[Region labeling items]
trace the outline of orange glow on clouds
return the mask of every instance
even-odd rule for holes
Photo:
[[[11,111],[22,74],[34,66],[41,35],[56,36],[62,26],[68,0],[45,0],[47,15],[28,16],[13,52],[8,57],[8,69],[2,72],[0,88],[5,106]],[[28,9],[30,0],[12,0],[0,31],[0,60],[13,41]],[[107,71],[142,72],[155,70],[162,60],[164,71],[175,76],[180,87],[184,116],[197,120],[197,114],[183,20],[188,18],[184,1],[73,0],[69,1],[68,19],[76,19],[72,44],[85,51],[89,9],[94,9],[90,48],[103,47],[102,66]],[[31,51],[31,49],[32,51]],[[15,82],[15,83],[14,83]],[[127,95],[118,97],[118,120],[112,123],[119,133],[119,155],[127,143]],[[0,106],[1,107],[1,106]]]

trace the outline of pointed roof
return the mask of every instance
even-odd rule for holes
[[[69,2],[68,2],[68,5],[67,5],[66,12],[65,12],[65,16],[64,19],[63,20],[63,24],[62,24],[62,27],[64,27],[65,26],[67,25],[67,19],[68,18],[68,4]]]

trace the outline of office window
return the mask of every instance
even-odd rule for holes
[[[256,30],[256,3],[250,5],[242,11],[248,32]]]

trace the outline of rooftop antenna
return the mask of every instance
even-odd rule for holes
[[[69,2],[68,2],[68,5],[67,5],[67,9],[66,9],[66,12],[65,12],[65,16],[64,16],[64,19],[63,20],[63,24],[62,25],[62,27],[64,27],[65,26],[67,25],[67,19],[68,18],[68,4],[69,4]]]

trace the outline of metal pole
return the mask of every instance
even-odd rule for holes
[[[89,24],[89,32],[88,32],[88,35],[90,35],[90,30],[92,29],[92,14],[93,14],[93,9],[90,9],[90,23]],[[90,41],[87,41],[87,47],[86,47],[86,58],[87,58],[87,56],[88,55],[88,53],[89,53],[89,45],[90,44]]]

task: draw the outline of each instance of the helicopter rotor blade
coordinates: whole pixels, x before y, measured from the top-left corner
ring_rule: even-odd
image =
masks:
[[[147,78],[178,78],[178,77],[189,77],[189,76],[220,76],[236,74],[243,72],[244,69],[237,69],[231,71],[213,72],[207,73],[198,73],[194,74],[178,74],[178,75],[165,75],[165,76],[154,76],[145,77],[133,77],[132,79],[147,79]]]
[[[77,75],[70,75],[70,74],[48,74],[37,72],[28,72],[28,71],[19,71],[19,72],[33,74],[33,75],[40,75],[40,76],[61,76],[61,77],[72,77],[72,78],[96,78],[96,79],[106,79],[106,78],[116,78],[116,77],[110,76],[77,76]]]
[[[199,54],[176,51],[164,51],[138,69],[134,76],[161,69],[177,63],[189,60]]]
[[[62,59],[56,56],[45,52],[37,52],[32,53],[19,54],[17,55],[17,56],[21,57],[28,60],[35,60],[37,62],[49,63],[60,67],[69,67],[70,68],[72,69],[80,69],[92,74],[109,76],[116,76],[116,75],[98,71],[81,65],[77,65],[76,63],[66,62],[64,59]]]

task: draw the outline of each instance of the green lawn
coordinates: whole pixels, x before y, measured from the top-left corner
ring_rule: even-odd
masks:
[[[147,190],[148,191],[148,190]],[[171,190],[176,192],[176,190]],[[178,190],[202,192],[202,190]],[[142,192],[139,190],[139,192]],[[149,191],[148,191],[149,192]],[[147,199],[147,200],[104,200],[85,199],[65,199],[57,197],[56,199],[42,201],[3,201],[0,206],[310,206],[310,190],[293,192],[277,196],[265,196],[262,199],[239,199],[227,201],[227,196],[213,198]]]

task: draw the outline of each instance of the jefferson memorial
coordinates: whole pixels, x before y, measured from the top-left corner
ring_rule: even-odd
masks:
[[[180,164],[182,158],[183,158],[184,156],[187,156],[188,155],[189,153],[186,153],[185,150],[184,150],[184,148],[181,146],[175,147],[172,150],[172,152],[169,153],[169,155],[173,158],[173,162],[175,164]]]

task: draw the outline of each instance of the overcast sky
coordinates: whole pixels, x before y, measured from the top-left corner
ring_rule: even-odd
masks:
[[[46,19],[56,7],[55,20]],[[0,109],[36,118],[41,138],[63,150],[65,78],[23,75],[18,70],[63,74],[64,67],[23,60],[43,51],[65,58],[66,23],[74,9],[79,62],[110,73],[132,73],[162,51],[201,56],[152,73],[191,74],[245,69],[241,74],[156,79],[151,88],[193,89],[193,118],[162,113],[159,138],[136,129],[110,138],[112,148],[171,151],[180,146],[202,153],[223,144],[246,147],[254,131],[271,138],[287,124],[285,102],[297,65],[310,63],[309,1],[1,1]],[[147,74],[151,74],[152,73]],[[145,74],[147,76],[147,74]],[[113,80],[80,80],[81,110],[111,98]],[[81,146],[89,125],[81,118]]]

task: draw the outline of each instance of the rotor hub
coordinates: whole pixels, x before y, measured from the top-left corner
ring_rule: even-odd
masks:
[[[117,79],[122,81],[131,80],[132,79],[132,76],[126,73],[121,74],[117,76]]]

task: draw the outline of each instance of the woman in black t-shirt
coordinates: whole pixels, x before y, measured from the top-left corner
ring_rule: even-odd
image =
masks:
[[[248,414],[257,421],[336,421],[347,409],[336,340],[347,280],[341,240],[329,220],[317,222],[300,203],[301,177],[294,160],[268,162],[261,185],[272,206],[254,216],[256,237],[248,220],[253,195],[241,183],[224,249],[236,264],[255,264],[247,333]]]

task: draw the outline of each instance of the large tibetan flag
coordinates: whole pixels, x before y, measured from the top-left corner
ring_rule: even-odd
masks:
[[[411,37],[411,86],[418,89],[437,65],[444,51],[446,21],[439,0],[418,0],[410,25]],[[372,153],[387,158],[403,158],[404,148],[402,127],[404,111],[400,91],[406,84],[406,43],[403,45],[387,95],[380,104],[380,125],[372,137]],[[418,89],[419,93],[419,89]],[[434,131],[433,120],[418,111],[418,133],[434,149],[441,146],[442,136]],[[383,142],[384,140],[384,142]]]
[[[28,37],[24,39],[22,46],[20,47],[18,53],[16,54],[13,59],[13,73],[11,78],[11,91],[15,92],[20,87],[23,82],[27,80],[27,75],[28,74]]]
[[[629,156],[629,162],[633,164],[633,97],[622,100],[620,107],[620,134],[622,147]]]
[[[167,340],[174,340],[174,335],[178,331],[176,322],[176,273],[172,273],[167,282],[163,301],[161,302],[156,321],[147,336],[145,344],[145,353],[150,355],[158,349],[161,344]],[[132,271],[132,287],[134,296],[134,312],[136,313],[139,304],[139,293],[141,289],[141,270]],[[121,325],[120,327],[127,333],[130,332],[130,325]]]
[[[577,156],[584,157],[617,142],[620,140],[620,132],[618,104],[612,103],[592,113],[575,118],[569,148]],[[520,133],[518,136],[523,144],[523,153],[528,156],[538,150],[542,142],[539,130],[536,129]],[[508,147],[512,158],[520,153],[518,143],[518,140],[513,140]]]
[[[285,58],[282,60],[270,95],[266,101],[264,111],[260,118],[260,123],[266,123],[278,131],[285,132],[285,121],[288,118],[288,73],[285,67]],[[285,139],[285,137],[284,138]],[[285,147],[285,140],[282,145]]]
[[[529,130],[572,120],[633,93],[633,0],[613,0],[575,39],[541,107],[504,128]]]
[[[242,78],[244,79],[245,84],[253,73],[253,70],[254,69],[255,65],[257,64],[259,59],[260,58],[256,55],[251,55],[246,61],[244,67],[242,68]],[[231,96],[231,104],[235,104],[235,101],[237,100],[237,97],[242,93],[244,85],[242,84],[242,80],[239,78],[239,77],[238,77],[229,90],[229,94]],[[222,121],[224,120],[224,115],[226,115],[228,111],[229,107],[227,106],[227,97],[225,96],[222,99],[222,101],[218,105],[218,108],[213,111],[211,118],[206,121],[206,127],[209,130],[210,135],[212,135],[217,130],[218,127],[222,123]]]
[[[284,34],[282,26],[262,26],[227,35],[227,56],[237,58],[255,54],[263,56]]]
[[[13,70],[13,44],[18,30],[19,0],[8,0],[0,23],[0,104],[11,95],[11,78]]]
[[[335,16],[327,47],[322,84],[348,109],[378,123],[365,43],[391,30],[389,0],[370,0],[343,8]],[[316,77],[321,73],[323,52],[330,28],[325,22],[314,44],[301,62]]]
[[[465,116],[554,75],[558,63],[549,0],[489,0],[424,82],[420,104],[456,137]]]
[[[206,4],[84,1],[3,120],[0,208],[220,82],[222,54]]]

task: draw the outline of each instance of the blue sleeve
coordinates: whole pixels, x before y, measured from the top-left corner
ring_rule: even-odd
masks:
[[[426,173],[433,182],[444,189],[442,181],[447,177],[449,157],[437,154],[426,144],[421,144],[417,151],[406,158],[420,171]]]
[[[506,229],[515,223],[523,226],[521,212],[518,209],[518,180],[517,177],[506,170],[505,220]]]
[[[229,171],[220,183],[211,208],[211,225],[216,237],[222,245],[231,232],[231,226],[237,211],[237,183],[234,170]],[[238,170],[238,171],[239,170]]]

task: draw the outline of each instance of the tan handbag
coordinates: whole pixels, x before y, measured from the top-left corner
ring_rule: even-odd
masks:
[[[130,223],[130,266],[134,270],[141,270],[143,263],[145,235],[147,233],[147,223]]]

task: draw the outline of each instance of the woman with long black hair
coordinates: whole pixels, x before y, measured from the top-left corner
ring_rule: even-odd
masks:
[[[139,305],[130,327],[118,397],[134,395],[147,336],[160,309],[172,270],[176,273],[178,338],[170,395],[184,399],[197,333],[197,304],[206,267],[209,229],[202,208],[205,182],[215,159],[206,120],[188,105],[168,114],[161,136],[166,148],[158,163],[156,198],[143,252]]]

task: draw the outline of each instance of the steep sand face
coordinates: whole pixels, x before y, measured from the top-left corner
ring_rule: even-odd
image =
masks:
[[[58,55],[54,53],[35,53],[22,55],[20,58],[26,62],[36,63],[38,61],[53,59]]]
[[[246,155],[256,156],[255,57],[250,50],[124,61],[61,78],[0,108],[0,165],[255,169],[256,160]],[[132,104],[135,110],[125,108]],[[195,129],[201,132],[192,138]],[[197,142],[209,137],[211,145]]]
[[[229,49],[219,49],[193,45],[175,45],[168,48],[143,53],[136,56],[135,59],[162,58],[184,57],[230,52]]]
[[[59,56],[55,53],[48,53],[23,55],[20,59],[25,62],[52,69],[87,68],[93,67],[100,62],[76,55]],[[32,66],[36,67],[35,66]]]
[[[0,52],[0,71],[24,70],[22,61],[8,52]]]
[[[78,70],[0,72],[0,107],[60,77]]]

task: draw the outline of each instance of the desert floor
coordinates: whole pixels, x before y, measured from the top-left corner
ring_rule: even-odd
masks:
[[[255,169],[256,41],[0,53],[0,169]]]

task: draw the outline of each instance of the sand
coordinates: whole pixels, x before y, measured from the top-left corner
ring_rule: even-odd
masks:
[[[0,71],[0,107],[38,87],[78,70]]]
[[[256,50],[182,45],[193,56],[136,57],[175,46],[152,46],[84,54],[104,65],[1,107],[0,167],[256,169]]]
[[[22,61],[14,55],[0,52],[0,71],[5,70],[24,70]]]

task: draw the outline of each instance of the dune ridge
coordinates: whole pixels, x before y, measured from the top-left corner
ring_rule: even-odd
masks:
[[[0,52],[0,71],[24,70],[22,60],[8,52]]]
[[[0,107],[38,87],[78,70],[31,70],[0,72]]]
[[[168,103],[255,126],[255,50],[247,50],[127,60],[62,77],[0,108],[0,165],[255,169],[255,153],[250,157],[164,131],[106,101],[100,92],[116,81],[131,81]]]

▶ Do this
Reproduce as a numbered list the lines of the records from the line containing "task: draw the outline of each instance of the steep" through the last line of the records, skipping blank lines.

▶ Full solution
1. task: draw the outline of each instance of the steep sand face
2. coordinates: whole pixels, x before y, measured from the top-left corner
3. ring_rule: even-odd
4. image =
5. masks:
6. [[[58,55],[54,53],[35,53],[22,55],[20,58],[26,62],[36,63],[38,61],[53,59]]]
7. [[[246,155],[256,156],[255,57],[250,50],[124,61],[61,78],[0,108],[0,165],[255,169],[256,160]],[[132,104],[135,110],[125,108]],[[195,129],[201,132],[192,138]],[[197,142],[209,137],[211,145]]]
8. [[[229,49],[219,49],[193,45],[175,45],[168,48],[143,53],[136,56],[135,59],[162,58],[184,57],[230,52]]]
9. [[[59,56],[55,53],[48,53],[23,55],[20,59],[25,62],[52,69],[87,68],[93,67],[100,62],[76,55]],[[32,66],[36,67],[35,66]]]
10. [[[0,52],[0,71],[24,70],[22,61],[8,52]]]
11. [[[78,70],[0,72],[0,107],[60,77]]]
12. task: draw the outline of each instance of the desert floor
13. coordinates: whole pixels, x before y, measured from the top-left corner
14. ring_rule: even-odd
15. masks:
16. [[[255,169],[256,41],[0,53],[0,169]]]
17. task: draw the outline of each instance of the sand
18. coordinates: whole pixels, x before y, measured from the top-left corner
19. ring_rule: even-odd
20. masks:
21. [[[0,71],[0,107],[38,87],[78,70]]]
22. [[[256,50],[182,45],[193,56],[136,57],[175,46],[152,46],[84,54],[104,65],[1,107],[0,167],[256,169]]]
23. [[[22,61],[14,55],[0,52],[0,71],[5,70],[24,70]]]
24. task: draw the outline of each instance of the dune ridge
25. coordinates: whole pixels, x before y, measured from the top-left corner
26. ring_rule: even-odd
27. masks:
28. [[[0,52],[0,71],[24,70],[22,60],[8,52]]]
29. [[[0,107],[38,87],[78,70],[31,70],[0,72]]]
30. [[[168,103],[255,126],[255,50],[247,50],[127,60],[62,77],[0,108],[0,165],[255,169],[255,153],[250,157],[164,131],[106,101],[100,92],[116,81],[131,81]]]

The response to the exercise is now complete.